— start Raw data —
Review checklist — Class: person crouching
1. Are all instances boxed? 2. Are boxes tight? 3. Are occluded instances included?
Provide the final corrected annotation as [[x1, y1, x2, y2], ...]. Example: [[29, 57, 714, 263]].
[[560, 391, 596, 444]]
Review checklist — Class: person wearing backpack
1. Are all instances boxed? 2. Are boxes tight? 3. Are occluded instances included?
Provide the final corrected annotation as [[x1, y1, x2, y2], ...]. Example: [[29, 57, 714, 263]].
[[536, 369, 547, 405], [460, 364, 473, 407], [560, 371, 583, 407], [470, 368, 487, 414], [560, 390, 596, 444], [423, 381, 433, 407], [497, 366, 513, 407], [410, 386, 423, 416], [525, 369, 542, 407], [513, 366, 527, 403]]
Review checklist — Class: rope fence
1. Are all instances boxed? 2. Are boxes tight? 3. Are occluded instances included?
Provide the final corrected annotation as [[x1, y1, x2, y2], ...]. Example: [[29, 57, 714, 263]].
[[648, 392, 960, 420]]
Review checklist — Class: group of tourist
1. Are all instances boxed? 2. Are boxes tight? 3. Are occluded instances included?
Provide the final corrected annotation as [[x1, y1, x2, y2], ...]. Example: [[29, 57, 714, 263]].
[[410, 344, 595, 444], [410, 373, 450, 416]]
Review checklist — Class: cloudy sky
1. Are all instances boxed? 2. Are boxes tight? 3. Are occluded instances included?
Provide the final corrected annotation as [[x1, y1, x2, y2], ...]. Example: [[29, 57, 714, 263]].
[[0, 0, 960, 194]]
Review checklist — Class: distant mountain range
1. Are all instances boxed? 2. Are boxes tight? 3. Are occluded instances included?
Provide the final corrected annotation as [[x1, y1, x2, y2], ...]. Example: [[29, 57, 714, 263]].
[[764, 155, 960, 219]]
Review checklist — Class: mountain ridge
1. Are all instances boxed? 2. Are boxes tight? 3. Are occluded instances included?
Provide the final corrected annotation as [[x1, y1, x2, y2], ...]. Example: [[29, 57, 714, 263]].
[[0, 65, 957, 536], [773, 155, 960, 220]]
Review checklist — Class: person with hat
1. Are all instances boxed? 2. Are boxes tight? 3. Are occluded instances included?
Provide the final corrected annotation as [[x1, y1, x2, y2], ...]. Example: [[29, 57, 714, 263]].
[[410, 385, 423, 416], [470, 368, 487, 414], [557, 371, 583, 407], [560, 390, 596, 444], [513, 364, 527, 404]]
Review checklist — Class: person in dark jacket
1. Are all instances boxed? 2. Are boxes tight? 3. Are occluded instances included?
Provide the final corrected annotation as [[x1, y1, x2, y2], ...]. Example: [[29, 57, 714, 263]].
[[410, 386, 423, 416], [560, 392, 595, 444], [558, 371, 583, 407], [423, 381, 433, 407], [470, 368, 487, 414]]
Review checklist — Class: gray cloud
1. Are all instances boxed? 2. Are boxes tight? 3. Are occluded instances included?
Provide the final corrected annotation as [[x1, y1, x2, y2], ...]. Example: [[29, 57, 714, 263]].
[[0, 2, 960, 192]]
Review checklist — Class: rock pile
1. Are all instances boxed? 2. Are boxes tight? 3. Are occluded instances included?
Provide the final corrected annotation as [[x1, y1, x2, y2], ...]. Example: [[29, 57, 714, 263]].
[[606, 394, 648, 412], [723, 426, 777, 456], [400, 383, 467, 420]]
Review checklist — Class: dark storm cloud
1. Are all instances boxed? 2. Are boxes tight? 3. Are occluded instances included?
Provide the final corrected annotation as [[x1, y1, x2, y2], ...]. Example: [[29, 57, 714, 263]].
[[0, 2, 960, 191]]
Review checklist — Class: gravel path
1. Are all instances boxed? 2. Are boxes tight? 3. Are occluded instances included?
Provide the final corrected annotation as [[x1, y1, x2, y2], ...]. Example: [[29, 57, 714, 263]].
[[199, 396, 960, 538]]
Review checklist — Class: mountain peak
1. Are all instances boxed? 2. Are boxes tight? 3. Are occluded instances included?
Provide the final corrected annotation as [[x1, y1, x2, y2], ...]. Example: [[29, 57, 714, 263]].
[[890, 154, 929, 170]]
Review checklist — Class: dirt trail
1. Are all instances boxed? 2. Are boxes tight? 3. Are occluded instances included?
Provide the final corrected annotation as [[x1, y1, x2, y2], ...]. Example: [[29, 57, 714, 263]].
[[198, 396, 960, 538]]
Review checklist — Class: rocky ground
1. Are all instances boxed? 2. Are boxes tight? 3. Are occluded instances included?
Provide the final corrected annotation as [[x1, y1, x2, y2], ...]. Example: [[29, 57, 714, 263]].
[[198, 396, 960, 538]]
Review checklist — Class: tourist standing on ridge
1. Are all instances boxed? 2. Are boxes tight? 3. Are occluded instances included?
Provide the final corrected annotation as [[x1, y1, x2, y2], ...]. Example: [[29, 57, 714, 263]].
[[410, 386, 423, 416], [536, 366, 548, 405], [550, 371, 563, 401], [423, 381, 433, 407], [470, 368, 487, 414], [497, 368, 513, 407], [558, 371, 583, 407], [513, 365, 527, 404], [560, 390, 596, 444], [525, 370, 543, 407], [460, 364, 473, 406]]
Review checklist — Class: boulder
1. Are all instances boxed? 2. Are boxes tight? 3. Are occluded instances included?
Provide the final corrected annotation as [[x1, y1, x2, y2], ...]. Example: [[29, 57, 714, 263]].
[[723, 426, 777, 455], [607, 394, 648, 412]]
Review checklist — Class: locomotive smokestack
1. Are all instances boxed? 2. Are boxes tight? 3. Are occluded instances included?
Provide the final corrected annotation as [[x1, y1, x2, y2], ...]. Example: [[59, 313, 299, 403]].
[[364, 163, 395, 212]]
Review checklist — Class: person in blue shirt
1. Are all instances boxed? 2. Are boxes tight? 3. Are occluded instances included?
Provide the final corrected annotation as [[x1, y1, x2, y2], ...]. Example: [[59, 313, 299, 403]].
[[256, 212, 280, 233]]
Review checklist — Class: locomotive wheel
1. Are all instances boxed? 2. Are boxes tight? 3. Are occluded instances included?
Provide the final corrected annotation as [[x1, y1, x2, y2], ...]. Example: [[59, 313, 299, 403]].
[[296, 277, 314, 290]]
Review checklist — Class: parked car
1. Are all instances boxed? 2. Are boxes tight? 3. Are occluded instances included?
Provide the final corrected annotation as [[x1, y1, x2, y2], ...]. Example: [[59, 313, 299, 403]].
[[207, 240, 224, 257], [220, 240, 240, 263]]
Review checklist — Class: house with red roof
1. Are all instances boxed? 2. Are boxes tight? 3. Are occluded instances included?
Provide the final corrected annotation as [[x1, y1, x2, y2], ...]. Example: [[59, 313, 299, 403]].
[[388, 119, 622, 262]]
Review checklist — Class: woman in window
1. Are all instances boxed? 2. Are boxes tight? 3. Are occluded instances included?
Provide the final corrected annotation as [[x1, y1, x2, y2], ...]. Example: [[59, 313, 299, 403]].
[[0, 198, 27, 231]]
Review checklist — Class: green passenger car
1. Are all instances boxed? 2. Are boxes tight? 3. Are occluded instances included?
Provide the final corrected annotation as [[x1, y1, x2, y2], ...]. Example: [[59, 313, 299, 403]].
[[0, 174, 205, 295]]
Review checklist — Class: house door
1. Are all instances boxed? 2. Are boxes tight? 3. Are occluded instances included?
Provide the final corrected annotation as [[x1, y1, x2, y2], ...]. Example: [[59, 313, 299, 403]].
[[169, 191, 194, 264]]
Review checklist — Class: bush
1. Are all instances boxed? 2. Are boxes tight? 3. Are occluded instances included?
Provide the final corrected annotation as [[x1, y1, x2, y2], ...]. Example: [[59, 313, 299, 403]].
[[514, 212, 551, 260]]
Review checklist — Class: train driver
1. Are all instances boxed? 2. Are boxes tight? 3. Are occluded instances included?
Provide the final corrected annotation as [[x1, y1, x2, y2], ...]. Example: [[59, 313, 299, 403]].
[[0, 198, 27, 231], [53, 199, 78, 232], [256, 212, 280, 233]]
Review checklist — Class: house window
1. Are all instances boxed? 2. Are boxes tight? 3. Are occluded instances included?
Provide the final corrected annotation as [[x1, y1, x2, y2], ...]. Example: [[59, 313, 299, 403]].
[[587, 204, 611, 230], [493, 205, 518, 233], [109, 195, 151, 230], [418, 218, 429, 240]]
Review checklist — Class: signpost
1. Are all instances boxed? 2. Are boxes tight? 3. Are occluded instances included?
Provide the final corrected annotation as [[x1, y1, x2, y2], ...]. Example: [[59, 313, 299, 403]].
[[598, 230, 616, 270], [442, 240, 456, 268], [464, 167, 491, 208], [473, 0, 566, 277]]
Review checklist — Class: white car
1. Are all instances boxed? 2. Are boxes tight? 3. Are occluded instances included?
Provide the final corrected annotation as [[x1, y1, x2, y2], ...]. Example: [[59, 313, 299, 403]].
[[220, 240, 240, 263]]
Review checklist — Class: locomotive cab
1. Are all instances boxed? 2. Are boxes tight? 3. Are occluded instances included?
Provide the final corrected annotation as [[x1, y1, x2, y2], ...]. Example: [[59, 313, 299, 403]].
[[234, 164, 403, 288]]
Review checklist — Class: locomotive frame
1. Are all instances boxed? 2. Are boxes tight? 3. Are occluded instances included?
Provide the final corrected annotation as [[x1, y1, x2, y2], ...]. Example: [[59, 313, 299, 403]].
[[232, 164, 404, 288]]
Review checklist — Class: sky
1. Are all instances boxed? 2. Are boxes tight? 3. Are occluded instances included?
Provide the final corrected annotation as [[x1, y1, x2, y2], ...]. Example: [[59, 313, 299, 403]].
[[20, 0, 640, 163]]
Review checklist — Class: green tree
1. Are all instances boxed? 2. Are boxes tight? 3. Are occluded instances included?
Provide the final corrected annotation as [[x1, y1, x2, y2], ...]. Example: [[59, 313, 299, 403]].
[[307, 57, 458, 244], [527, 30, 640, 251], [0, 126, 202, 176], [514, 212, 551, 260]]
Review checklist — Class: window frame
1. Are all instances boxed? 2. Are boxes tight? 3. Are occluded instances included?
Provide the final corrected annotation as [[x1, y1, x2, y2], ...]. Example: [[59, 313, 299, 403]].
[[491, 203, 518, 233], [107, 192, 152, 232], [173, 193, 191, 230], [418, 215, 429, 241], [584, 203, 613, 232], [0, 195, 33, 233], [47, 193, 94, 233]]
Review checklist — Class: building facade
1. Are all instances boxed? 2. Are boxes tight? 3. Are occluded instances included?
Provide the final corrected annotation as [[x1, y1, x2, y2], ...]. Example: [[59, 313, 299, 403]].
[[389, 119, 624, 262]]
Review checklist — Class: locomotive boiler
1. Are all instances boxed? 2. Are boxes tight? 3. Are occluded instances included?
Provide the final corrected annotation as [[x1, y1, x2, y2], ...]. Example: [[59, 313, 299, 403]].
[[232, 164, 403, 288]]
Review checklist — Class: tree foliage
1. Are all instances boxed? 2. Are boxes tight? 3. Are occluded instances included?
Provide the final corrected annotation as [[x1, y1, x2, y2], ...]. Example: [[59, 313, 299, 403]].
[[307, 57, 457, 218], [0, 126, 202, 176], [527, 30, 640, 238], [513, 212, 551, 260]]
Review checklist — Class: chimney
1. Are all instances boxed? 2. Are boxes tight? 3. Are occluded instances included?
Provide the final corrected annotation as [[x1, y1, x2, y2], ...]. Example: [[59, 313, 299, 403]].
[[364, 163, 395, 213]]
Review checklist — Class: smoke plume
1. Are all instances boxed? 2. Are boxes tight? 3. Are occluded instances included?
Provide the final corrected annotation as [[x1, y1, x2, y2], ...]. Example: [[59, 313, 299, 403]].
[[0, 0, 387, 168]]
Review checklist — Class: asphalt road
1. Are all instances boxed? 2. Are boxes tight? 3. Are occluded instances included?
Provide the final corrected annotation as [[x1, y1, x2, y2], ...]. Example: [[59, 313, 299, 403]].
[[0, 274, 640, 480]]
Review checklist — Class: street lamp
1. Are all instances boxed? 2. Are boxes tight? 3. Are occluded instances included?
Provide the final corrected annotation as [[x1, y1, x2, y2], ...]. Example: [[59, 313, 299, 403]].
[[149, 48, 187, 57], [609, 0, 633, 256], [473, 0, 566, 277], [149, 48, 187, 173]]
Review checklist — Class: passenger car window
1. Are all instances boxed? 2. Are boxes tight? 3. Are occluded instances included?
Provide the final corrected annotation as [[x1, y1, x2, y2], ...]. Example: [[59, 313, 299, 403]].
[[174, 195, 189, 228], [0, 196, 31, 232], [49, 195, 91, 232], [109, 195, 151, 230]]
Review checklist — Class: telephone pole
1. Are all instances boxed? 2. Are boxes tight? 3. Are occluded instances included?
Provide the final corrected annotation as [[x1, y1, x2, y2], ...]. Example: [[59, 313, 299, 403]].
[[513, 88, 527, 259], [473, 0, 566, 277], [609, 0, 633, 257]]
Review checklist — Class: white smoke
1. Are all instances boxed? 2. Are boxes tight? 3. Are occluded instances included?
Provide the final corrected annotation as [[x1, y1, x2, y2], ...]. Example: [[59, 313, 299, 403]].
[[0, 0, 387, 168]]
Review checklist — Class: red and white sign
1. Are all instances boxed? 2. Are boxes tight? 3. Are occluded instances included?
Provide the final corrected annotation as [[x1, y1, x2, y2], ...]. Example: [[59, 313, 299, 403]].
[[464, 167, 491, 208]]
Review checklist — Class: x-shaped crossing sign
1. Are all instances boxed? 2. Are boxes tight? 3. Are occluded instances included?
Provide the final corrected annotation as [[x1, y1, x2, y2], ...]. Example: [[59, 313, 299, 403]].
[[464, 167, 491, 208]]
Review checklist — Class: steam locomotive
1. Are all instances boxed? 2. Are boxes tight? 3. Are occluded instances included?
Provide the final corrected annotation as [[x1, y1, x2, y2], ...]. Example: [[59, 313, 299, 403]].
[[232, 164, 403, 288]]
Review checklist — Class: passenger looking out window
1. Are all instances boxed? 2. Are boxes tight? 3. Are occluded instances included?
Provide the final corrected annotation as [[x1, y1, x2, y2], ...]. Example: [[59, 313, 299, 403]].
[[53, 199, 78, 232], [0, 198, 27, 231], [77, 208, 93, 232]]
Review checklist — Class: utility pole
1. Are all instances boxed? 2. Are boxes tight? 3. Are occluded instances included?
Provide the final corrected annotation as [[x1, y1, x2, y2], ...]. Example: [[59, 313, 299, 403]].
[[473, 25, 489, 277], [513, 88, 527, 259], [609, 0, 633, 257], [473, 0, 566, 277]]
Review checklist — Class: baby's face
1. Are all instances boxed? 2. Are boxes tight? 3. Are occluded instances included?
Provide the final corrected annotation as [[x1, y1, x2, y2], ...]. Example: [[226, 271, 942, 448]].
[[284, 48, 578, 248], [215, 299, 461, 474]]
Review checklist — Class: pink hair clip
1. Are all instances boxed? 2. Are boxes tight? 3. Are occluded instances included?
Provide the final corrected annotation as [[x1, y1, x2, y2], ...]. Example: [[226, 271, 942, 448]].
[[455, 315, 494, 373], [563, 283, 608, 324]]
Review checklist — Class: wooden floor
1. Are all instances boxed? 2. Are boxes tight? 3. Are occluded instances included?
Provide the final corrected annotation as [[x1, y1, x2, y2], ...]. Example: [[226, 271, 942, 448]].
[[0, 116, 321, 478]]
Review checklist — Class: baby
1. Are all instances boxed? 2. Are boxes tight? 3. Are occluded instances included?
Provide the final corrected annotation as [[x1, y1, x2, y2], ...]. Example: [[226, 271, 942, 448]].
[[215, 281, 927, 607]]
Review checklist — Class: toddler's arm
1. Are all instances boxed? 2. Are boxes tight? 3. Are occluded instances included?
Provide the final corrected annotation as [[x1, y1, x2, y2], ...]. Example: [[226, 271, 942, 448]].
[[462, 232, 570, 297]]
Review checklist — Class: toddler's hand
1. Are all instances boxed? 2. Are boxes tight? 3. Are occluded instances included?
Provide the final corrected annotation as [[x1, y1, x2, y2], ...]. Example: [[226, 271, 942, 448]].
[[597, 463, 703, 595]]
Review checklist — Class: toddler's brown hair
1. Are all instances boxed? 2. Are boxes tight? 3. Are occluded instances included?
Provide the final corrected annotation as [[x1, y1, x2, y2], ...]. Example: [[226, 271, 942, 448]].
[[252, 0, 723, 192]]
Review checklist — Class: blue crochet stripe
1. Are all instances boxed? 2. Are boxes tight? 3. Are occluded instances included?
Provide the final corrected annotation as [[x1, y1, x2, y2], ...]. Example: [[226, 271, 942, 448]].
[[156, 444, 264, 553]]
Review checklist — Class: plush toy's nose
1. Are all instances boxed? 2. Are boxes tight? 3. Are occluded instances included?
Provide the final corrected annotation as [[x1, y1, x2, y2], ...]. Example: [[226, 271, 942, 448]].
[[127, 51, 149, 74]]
— end Raw data —
Directions for this task: Rewrite every line from the start of the material through the line containing "364, 527, 404]]", inclusive, and give only those lines. Multiply each answer bounding-box coordinate by 0.5 and round to whole numbers, with halves rounded up, but leave the numbers after "Example:" unchanged.

Response to the exercise:
Review checklist — Class: person crouching
1. Are all instances boxed? 2. Are boxes tight? 3. Are occluded instances included?
Provide the final corrected annotation as [[x1, y1, x2, y2], ...]. Example: [[29, 57, 714, 263]].
[[280, 196, 298, 222]]
Review checklist — Class: person wearing backpack
1. Are all instances boxed? 2. Are boxes tight? 3. Are occluded instances included?
Provide the final corrected annotation as [[x1, y1, x2, y2], ...]. Example: [[29, 57, 714, 263]].
[[268, 185, 274, 203], [230, 182, 237, 204], [280, 186, 292, 204], [235, 184, 244, 207], [280, 195, 298, 222], [212, 191, 217, 204], [249, 183, 257, 204], [205, 193, 212, 208], [263, 185, 271, 204], [257, 183, 264, 202]]
Review checklist — Class: rope fence
1. Are all instances boxed? 2. Are boxes tight? 3. Are occluded instances included?
Provide the final corrected annotation as [[x1, y1, x2, y2], ...]. Example: [[29, 57, 714, 263]].
[[324, 196, 480, 210]]
Review checklist — Class: group of tourist
1. Are all instances boxed? 2. Are boxes tight? 3. Are occluded instances included?
Provide the final corrected annotation as [[x1, y1, x2, y2], ...]. Example: [[29, 57, 714, 263]].
[[205, 172, 298, 222], [205, 187, 225, 208]]
Review checklist — Class: cloudy sky
1. Are all instances boxed? 2. Are boxes tight? 3. Are occluded instances included?
Provide the final corrected annotation as [[x1, y1, x2, y2], ...]. Example: [[29, 57, 714, 263]].
[[0, 0, 480, 97]]
Review checklist — Class: distant mountain range
1. Are all instances boxed? 2. Are boxes tight? 3. Are occluded instances included?
Provide the final corrected annotation as [[x1, y1, x2, y2], ...]. Example: [[29, 57, 714, 263]].
[[382, 78, 480, 110]]
Review checklist — Class: mountain ridge
1. Are all instances boxed? 2. Are boxes tight? 3. Are occluded instances included?
Provide the final corrected annotation as [[x1, y1, x2, y2], ...]. Example: [[29, 57, 714, 263]].
[[0, 33, 479, 268], [387, 78, 480, 110]]
Review checklist — Class: person with hat
1. Are all instances boxed? 2. Are boxes tight? 3. Are occluded instances included?
Provide the final corrected annotation as [[x1, y1, x2, y2], ...]. Example: [[29, 57, 714, 263]].
[[205, 193, 212, 208], [235, 184, 244, 207], [279, 186, 292, 204], [280, 195, 298, 222], [257, 182, 264, 202]]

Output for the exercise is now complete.